Stored data Block Start

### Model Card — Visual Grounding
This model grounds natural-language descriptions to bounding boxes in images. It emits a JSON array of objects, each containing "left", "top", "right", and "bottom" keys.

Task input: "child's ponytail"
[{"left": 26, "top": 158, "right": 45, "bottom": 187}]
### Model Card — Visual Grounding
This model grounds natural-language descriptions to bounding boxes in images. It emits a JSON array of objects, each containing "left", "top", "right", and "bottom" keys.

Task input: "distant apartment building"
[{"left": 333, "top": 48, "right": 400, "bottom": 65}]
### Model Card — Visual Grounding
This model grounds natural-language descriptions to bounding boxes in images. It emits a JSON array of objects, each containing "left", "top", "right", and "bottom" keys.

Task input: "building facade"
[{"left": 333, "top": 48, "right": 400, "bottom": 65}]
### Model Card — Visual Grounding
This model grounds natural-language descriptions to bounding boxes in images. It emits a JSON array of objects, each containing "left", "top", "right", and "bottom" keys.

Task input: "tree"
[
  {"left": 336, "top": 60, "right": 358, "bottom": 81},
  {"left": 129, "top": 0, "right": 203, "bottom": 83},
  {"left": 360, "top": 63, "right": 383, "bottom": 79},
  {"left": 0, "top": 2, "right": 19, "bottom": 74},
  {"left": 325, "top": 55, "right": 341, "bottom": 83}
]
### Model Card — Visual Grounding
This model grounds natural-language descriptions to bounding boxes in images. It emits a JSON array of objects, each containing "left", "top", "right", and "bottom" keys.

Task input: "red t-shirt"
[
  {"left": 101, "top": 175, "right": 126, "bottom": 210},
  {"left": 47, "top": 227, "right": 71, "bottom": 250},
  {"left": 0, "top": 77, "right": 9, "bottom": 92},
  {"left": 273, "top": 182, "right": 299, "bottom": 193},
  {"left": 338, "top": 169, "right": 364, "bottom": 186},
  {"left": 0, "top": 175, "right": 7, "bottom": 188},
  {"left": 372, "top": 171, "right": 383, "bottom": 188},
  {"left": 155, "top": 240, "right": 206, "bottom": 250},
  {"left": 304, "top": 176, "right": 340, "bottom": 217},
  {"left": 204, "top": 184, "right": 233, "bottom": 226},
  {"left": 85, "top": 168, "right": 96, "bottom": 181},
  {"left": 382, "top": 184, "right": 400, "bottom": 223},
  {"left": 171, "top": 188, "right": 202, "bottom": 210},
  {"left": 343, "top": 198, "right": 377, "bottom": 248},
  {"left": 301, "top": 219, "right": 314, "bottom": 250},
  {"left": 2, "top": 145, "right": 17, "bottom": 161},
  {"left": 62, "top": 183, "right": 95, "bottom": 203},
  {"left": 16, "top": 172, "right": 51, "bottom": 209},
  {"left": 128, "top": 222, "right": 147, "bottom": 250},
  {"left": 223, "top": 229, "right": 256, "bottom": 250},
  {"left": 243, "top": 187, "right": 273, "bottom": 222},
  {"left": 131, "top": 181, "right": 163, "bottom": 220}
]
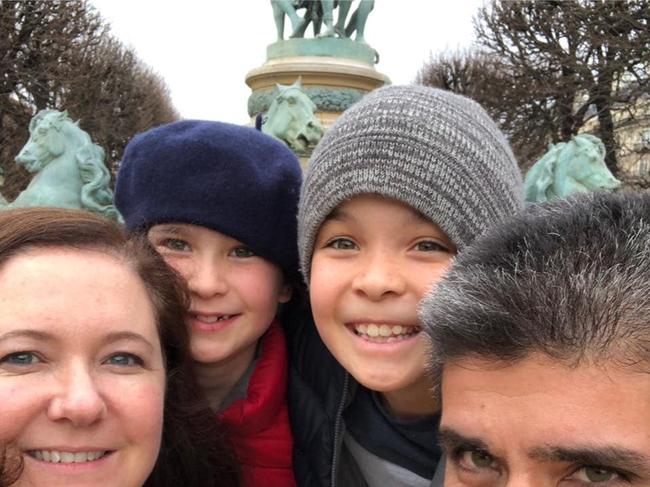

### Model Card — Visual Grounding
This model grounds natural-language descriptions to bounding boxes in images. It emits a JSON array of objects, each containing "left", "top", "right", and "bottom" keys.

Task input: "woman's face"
[{"left": 0, "top": 247, "right": 166, "bottom": 487}]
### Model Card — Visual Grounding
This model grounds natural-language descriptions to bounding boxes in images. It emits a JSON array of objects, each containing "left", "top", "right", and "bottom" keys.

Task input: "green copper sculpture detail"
[
  {"left": 524, "top": 134, "right": 621, "bottom": 203},
  {"left": 261, "top": 78, "right": 324, "bottom": 154},
  {"left": 271, "top": 0, "right": 374, "bottom": 42},
  {"left": 0, "top": 110, "right": 122, "bottom": 221}
]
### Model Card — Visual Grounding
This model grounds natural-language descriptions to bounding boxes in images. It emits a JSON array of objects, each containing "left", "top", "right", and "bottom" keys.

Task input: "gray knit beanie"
[{"left": 298, "top": 84, "right": 524, "bottom": 283}]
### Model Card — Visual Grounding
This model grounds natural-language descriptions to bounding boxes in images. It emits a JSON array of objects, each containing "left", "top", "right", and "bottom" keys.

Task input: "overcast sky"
[{"left": 89, "top": 0, "right": 484, "bottom": 124}]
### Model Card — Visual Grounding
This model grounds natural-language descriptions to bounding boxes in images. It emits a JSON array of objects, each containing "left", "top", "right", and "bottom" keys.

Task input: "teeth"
[
  {"left": 30, "top": 450, "right": 106, "bottom": 463},
  {"left": 195, "top": 314, "right": 234, "bottom": 323},
  {"left": 352, "top": 323, "right": 421, "bottom": 342}
]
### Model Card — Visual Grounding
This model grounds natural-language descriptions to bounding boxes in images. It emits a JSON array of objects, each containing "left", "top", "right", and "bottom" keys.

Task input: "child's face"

Stored data Block End

Exercise: Word for word, restate all of the records. Exclude the pictures.

Solution to this problem:
### Model Card — Visual Grounding
This model grounds natural-language descriptions to bounding boxes in images. It emits a JSON array of objects, each containing "left", "top", "right", and "bottom" keys.

Task input: "child's ponytail"
[{"left": 26, "top": 158, "right": 45, "bottom": 187}]
### Model Card — Visual Grounding
This model grounds natural-language descriptions to bounding boxes in images. It emits a JSON array of objects, each containing "left", "top", "right", and "bottom" keys.

Task input: "distant apartment building"
[{"left": 333, "top": 48, "right": 400, "bottom": 65}]
### Model Card — Visual Grounding
This model grounds natural-language descriptions to bounding boxes in images. It emits a JSON array of objects, each containing "left", "top", "right", and "bottom" keys.

Task input: "building facade"
[{"left": 333, "top": 48, "right": 400, "bottom": 65}]
### Model Card — Visual Grounding
This model grounds natural-language descriptions to bounding boxes in images. It emits a JSON array of objects, each containing "left", "top", "right", and "bottom" keys.

Task input: "tree"
[
  {"left": 336, "top": 60, "right": 358, "bottom": 81},
  {"left": 129, "top": 0, "right": 203, "bottom": 83},
  {"left": 360, "top": 63, "right": 383, "bottom": 79},
  {"left": 0, "top": 2, "right": 19, "bottom": 74},
  {"left": 325, "top": 55, "right": 341, "bottom": 83}
]
### Model Card — Visual Grounding
This model grounds natural-language descriptions to bounding boxes in images. It emits a JSON array of objects, each containing "left", "top", "right", and "bottom" keys.

Task input: "red t-shirt"
[
  {"left": 101, "top": 175, "right": 126, "bottom": 210},
  {"left": 47, "top": 227, "right": 71, "bottom": 250},
  {"left": 0, "top": 77, "right": 9, "bottom": 92},
  {"left": 273, "top": 182, "right": 299, "bottom": 193},
  {"left": 338, "top": 169, "right": 364, "bottom": 186},
  {"left": 0, "top": 175, "right": 7, "bottom": 188},
  {"left": 372, "top": 171, "right": 383, "bottom": 188},
  {"left": 155, "top": 240, "right": 206, "bottom": 250},
  {"left": 304, "top": 176, "right": 340, "bottom": 217},
  {"left": 204, "top": 184, "right": 233, "bottom": 226},
  {"left": 85, "top": 168, "right": 96, "bottom": 181},
  {"left": 382, "top": 184, "right": 400, "bottom": 223},
  {"left": 171, "top": 188, "right": 202, "bottom": 210},
  {"left": 343, "top": 198, "right": 377, "bottom": 248},
  {"left": 301, "top": 219, "right": 314, "bottom": 250},
  {"left": 2, "top": 145, "right": 17, "bottom": 161},
  {"left": 62, "top": 183, "right": 95, "bottom": 203},
  {"left": 16, "top": 172, "right": 51, "bottom": 209},
  {"left": 128, "top": 222, "right": 147, "bottom": 250},
  {"left": 223, "top": 229, "right": 256, "bottom": 250},
  {"left": 243, "top": 187, "right": 273, "bottom": 222},
  {"left": 131, "top": 181, "right": 163, "bottom": 220}
]

### Model Card — Visual Grounding
This model grounds natural-language descriptions to bounding boxes in images. It emits a JSON array of objects, each containing "left", "top", "right", and "bottom" keys.

Task input: "woman's face"
[{"left": 0, "top": 247, "right": 166, "bottom": 487}]
### Model Card — Visual Grounding
This model grounds natural-language descriptions to bounding boxes in images. It emits a JSON array of objects, each containing "left", "top", "right", and "bottom" keys.

Task input: "green copper sculpture detail"
[
  {"left": 524, "top": 134, "right": 621, "bottom": 203},
  {"left": 261, "top": 78, "right": 324, "bottom": 154},
  {"left": 271, "top": 0, "right": 374, "bottom": 42},
  {"left": 0, "top": 110, "right": 122, "bottom": 221}
]
### Model Card — Visual Grounding
This model grounds natural-language descriptions to bounding boxes in images. It emits a JSON array of objects, each containing "left", "top", "right", and "bottom" keys.

Task input: "gray knit beanie"
[{"left": 298, "top": 84, "right": 524, "bottom": 283}]
### Model Card — Visual Grounding
This model grounds natural-language descriptions to bounding boxes in images. It emits a JSON array of objects, each containing "left", "top", "right", and "bottom" keys.

Task input: "overcast sky"
[{"left": 89, "top": 0, "right": 484, "bottom": 124}]
### Model Card — Visual Grounding
This model grounds natural-language descriptions to bounding boxes in images. It emits a JSON array of objects, each containing "left", "top", "right", and "bottom" keys.

Task input: "teeth"
[
  {"left": 30, "top": 450, "right": 106, "bottom": 463},
  {"left": 195, "top": 314, "right": 234, "bottom": 323},
  {"left": 352, "top": 323, "right": 421, "bottom": 342}
]
### Model Card — Visual Grounding
This model grounds natural-language descriptions to bounding boxes in images. It emits a JSON array of objects, each containing "left", "top", "right", and "bottom" keys.

Task input: "child's face"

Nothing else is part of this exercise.